● **Stated exercise**: Decide whether each statement below agrees with the column on Cassel and Manuel, answering yes or no and quoting the deciding words of the column. 1. Cassel threw three interceptions for the Cowboys against the Giants. 2. The writer once claimed Cassel was better than Manuel. 3. In the second half, Manuel completed 12 of his 18 attempts.

● **Text shown**:
___

Cassel, given away for a late-round draft upgrade in 2017, started for the Dallas Cowboys on Sunday against the New York Giants. He threw three interceptions and had a pick-six of his own because his receiver fell down on a weak route-running effort.
The Internet scolds surfaced after each of Cassel’s turnovers.
“Comeuppance!” they said. “You were wrong!” they said. “Benghazi!” they said.
I never said Cassel was better than Manuel. I’ve always advocated keeping both backups.
We’ll never know if Cassel would have beaten the Jaguars on Sunday, but I doubt he spots the Jaguars 20 points (they missed an extra point after converting Manuel’s last turnover).
Jacksonville is a bad team. Sunday’s game appeared to be the easiest on Buffalo’s schedule all year. Maybe Cassel saves Buffalo from throwing away a victory, a conference victory that might have tiebreaker implications. Maybe he doesn’t.
But that unimportant 2017 draft upgrade certainly didn’t make any plays in Wembley Stadium.
Yeah, the Bills’ offense was thinned by injuries to receivers Sammy Watkins and Percy Harvin, running back Karlos Williams and right tackle Seantrel Henderson. Right guard John Miller returned stateside because of a death.
But Manuel self-destructed. He had time for high tea on most throws. He was jittery, indecisive, inaccurate. The offensive line gave him time, but he took four sacks for 38 yards. Manuel had another fumble the line recovered.
Manuel looked passable in the second half. He calmed down to complete 12 of his 18 attempts for 158 yards and a dandy toss to Marcus Easley for a 58-yard touchdown.

___

● **Extracted material**:

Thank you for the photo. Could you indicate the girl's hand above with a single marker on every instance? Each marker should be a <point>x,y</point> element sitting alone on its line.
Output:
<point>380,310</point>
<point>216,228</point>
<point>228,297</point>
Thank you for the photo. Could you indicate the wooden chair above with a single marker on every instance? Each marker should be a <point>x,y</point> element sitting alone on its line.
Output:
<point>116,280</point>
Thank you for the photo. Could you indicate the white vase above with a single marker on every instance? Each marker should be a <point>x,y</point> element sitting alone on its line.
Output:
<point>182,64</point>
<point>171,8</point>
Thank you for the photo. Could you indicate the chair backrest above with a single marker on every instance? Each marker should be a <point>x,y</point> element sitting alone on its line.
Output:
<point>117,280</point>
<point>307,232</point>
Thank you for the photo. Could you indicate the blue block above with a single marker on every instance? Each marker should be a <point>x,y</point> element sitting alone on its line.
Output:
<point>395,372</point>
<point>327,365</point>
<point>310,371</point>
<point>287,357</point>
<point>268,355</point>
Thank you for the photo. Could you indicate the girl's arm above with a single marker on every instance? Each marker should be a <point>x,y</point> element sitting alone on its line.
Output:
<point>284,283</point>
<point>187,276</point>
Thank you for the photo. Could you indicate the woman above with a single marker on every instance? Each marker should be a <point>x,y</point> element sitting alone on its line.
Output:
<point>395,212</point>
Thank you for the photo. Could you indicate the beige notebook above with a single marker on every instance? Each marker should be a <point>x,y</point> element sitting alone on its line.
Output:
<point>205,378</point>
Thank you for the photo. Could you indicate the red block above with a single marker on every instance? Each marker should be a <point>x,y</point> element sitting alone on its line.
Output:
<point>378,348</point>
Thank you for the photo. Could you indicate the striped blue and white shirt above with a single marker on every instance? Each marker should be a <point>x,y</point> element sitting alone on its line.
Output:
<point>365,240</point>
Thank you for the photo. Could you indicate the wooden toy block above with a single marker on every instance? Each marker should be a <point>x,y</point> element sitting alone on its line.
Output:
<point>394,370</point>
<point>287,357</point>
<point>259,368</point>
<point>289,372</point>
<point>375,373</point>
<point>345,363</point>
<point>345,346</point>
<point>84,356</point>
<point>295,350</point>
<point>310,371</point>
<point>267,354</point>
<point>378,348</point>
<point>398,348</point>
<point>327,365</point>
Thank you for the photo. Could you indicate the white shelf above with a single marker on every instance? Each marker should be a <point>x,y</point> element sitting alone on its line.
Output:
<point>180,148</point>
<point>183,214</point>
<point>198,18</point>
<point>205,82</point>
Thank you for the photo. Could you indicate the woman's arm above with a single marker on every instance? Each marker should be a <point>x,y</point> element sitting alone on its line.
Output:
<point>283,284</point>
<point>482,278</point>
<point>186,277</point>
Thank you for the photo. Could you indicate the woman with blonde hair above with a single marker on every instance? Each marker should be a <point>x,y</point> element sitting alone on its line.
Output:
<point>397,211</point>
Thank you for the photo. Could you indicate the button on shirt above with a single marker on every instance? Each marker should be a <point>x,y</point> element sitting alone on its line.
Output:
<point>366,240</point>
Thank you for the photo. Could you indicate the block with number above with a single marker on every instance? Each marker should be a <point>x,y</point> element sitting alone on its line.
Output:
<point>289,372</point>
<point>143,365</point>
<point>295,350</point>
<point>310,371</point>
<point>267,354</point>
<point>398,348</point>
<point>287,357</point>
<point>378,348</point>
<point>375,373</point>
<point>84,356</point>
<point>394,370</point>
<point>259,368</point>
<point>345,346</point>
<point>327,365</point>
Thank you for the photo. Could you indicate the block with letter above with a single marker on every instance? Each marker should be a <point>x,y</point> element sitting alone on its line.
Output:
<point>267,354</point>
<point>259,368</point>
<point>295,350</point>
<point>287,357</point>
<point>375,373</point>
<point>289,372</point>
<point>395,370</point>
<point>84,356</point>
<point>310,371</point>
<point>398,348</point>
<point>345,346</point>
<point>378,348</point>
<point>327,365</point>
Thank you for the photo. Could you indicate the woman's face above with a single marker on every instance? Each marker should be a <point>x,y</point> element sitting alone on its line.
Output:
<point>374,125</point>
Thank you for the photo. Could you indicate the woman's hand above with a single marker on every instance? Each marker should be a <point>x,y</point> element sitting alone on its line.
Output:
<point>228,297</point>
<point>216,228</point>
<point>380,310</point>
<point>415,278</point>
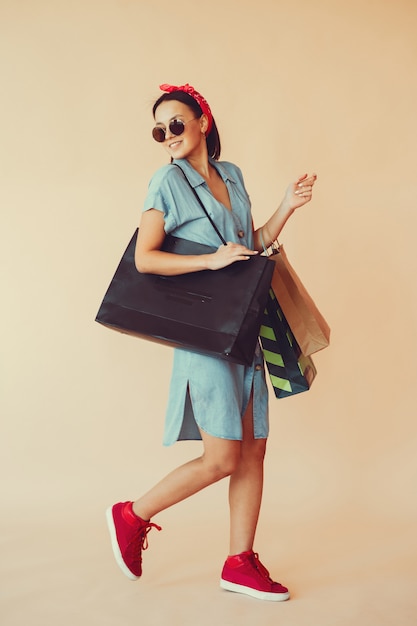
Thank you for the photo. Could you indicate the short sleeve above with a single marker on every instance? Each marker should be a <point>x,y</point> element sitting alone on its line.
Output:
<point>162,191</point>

___

● **Response to this exercise**:
1. Yes: "He threw three interceptions"
2. No: "I never said Cassel was better than Manuel."
3. Yes: "He calmed down to complete 12 of his 18 attempts for 158 yards"